Document excerpt: Begin

Still, all we get are canards of epic proportion. Moses did not come down from the Mount with employer based insurance programs inscribed on the tablets. We can do much better! The continuing screed from the right claiming that a single payer insurance option is complete nationalization of the delivery system that will lead to huge wait times and ice floe ends for the elderly is probably the most obvious example of making policy based on myth rather than common sense and data.
I continue to have to remind people that while that story about some one’s Aunt Sally that died in Canada while awaiting hip replacement surgery is touching, it is an anecdote. Anecdotes are just specific data points in a population that may or may not be representative of what goes on for the most part within that population. You need a database to get the complete picture. That explanation even gives the anecdote the benefit of being true since many are just those viral things passed around the internet as urban myths. One data point is not the proper reference for any kind of policy decision. Try, however, to tell that to the general population and some depressingly dim witted pol like the majority of mine from Louisiana.
There are so many myths surrounding the health care debate that Nancy Pelosi has sent fact sheets to Democratic Congress critters to help them fight off the disinformation. (Yeah, like people are going to take THAT source as the best messenger for the program. What’s her approval rating? Some where in vpResident Evil range?)

Document excerpt: End
Extracted data: Begin

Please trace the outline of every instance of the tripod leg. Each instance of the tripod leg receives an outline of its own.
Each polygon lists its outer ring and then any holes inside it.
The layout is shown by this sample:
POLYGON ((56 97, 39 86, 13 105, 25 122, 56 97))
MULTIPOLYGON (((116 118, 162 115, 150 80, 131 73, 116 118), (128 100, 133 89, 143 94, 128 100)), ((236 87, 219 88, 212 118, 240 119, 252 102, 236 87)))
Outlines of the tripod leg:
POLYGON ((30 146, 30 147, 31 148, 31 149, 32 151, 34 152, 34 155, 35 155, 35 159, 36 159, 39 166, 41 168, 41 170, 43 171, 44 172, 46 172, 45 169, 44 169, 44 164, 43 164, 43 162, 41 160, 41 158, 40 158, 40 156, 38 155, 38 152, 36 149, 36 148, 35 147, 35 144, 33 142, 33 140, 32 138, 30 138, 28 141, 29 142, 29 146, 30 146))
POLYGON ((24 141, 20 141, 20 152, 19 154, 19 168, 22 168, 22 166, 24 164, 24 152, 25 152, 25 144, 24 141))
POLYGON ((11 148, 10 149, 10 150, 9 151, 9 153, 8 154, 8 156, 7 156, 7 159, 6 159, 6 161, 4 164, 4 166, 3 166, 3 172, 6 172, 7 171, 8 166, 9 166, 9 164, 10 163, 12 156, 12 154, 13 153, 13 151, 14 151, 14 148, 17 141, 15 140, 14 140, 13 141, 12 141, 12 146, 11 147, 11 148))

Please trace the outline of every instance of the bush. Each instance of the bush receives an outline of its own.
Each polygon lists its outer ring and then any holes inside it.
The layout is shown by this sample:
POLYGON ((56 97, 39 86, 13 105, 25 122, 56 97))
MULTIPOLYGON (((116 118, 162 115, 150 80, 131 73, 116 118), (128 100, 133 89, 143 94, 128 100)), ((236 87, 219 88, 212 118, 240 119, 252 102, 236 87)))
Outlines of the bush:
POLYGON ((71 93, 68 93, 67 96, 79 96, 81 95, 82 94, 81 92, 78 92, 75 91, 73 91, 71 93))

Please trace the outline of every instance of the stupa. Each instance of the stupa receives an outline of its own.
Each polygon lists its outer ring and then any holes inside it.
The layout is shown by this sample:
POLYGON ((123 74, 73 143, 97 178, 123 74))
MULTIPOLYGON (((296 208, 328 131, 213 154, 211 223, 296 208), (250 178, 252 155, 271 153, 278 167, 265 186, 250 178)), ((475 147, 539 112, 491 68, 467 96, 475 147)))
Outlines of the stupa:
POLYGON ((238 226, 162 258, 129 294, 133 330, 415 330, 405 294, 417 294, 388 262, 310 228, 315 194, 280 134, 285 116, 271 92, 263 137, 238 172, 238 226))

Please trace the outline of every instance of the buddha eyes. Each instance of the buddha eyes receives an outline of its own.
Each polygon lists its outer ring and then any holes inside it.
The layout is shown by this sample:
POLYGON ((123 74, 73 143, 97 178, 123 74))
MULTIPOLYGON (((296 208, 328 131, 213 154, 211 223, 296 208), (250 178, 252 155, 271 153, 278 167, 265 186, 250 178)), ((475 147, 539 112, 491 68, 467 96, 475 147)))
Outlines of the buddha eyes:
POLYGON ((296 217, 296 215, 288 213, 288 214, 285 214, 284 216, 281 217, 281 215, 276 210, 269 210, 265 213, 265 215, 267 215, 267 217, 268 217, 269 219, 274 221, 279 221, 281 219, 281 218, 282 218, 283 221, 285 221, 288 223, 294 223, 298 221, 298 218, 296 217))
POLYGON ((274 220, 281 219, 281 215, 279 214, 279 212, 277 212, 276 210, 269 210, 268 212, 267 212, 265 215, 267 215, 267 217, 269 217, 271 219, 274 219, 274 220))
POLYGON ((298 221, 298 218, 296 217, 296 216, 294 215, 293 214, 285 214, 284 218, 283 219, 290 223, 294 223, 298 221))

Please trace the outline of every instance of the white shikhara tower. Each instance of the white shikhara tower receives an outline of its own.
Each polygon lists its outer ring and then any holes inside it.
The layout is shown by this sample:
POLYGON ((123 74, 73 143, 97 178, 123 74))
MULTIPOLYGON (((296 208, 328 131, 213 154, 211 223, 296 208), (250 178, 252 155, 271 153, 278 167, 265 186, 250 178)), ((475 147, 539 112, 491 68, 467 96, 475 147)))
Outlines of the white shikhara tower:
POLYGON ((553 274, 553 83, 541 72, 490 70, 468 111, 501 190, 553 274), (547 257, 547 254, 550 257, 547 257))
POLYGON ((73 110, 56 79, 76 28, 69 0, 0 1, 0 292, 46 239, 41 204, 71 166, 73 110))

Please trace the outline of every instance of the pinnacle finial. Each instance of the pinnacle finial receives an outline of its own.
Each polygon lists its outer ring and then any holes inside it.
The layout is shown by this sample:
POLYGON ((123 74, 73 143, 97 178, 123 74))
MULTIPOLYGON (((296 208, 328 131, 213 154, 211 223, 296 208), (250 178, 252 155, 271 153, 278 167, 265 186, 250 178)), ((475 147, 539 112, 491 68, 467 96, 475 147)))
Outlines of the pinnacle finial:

Extracted data: End

* **Exercise requirements**:
- a) In the commentary on health care myths, why did Nancy Pelosi send fact sheets to Democratic members of Congress?
- b) Carry the commentary on health care myths forward from the point where it stops.

* **Solved problems**:
- a) She sent them to help those members fight off the disinformation surrounding the health care debate.

- b)
House speaker Nancy Pelosi returned home to San Francisco this weekend carrying a red, white and blue pocket card that will help guide her through the August recess. The card lists talking points she hopes will convince everyday Americans of the benefits they could receive under the health-care reform plan she hatched with other House Democrats last week.
Pelosi distributed the cards to all 256 of her caucus members, arming the unruly Democratic majority for battle in their disparate districts across the country. After laboring for weeks in Washington to reach a compromise between liberal and conservative factions of her caucus, Pelosi is taking the fight outside the Beltway, where polls show that her popularity is faltering. She plans to stump for health-care reform in San Francisco, Denver and other cities.
At stake is legislation that could define her legacy as speaker and shape President Obama’s political future. Pelosi called health-care reform with a public insurance option “the issue of an official lifetime.”
“August will be a month of inoculation against the negative message of the insurance industry,” Pelosi said in an interview, resting in a yellow armchair in her stately office, which has sweeping views of the Mall. “It will be a month of education in terms of what is in our bill. It will be a month of communication — listening, listening, listening to what constituents have to say.”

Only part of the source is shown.